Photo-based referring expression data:
[Start of Attachment]

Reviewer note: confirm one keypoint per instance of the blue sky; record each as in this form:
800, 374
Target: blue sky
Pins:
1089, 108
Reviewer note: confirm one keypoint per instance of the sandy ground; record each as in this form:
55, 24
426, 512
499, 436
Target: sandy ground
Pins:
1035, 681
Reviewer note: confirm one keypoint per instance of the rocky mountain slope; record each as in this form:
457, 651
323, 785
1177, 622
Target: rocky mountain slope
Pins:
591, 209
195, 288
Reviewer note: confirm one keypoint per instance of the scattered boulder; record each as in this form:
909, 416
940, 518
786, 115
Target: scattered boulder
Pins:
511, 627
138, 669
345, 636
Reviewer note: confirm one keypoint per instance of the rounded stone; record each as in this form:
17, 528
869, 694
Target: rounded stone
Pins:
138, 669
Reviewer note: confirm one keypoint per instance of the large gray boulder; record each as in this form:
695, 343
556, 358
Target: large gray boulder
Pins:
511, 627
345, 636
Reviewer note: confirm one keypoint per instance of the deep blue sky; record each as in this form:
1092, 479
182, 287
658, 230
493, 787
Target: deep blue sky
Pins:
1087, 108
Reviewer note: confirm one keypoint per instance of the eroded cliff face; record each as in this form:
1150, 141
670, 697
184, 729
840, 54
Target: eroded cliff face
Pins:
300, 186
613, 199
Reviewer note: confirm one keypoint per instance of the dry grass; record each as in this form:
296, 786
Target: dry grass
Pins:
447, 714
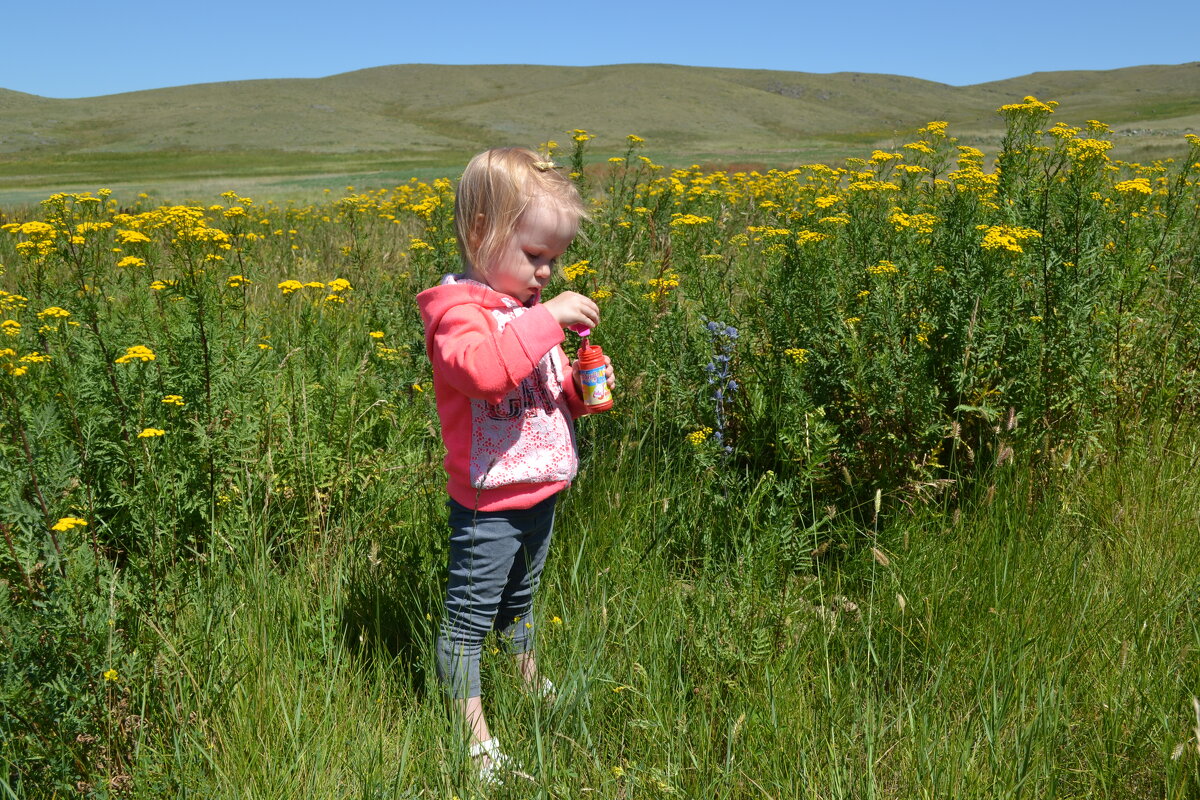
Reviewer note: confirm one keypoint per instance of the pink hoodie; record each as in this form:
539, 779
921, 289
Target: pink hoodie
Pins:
505, 395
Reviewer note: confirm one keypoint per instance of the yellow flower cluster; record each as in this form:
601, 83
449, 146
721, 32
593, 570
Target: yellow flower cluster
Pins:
689, 220
1134, 186
137, 353
661, 287
577, 270
922, 223
1031, 106
798, 355
1006, 238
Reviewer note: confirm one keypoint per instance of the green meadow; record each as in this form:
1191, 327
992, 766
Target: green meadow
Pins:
898, 497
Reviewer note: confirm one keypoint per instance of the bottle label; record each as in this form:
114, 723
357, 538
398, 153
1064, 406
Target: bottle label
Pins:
595, 385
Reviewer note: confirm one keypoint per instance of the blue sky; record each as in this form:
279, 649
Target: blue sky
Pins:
81, 49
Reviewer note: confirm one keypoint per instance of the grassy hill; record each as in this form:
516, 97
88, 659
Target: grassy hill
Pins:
288, 136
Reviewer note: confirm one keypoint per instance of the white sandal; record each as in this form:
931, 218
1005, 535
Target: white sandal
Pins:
496, 765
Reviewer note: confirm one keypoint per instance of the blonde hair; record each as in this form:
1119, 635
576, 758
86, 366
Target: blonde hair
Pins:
496, 190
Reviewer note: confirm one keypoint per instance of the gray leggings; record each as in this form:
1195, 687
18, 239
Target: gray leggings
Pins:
496, 559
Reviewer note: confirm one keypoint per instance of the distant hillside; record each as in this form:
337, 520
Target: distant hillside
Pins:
414, 114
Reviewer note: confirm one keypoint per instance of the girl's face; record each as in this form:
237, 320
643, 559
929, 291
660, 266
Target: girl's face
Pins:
523, 265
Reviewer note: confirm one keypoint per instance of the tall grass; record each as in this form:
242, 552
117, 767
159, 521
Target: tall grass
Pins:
898, 498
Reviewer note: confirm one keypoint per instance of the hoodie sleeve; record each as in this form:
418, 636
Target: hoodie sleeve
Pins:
484, 362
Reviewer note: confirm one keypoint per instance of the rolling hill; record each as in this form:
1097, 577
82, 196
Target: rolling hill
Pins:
426, 116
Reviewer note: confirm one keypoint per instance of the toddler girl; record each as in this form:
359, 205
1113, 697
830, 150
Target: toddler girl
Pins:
507, 398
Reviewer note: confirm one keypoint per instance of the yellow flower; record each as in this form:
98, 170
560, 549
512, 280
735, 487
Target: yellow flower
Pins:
137, 353
131, 236
1135, 186
577, 270
1031, 106
799, 355
689, 220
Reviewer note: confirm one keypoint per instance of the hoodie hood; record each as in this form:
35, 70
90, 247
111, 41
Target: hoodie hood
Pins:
454, 290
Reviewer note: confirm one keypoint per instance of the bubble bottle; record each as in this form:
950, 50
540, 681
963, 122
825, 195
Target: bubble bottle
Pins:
593, 373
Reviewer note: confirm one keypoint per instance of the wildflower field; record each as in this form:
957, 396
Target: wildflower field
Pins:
898, 498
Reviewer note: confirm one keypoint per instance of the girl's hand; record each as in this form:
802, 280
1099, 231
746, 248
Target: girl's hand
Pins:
573, 308
610, 377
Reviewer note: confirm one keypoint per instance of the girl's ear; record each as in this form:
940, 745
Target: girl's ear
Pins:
478, 227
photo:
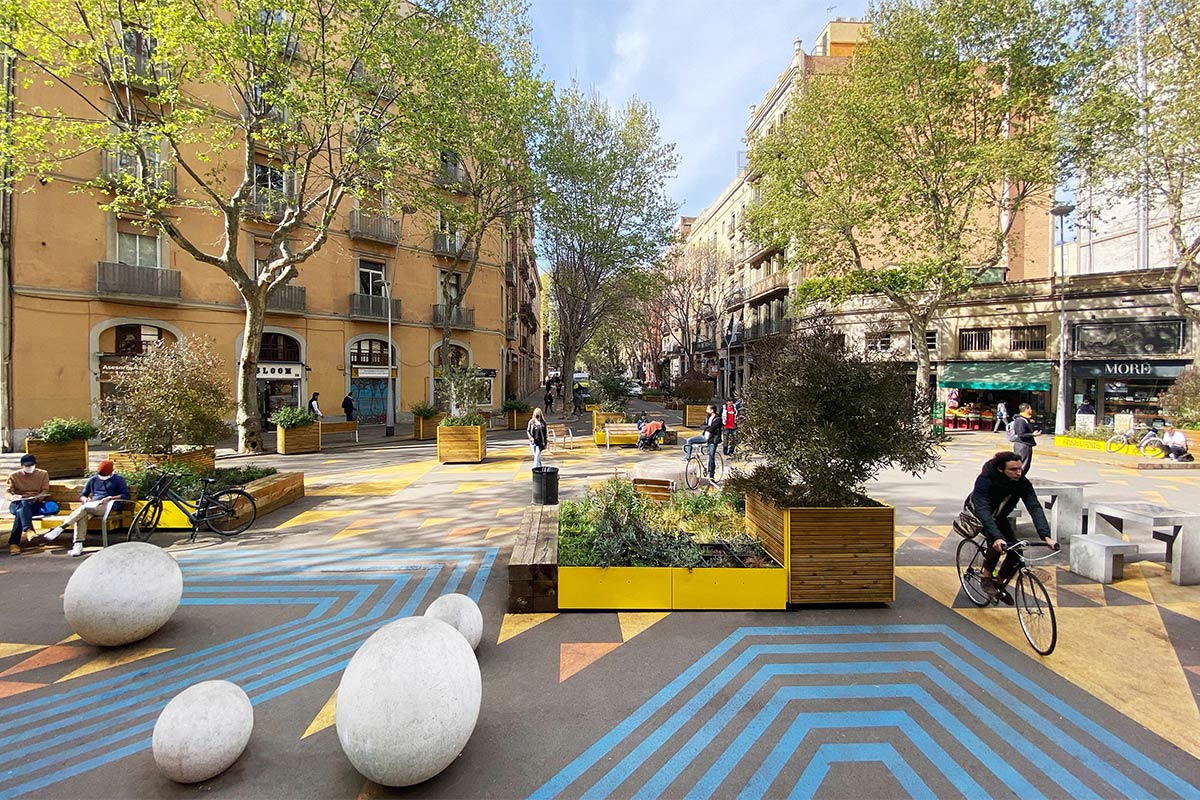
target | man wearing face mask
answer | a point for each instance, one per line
(101, 489)
(25, 489)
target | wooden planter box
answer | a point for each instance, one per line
(462, 444)
(519, 420)
(202, 459)
(298, 440)
(426, 427)
(60, 458)
(832, 555)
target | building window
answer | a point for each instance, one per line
(975, 340)
(371, 277)
(279, 347)
(1029, 337)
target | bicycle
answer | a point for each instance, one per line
(1149, 445)
(227, 512)
(697, 467)
(1033, 607)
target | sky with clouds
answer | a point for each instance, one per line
(699, 62)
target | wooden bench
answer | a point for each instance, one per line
(533, 567)
(621, 433)
(340, 427)
(558, 435)
(658, 489)
(1098, 557)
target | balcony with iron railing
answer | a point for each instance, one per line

[End of Attachment]

**PROBLEM TO SOLVE**
Which lines of the records above contain the word "tall"? Show each of them.

**RESULT FOR THIS EXERCISE**
Reviewer note: confirm one keypoint per instance of the tall grass; record each as in this form:
Target: tall grass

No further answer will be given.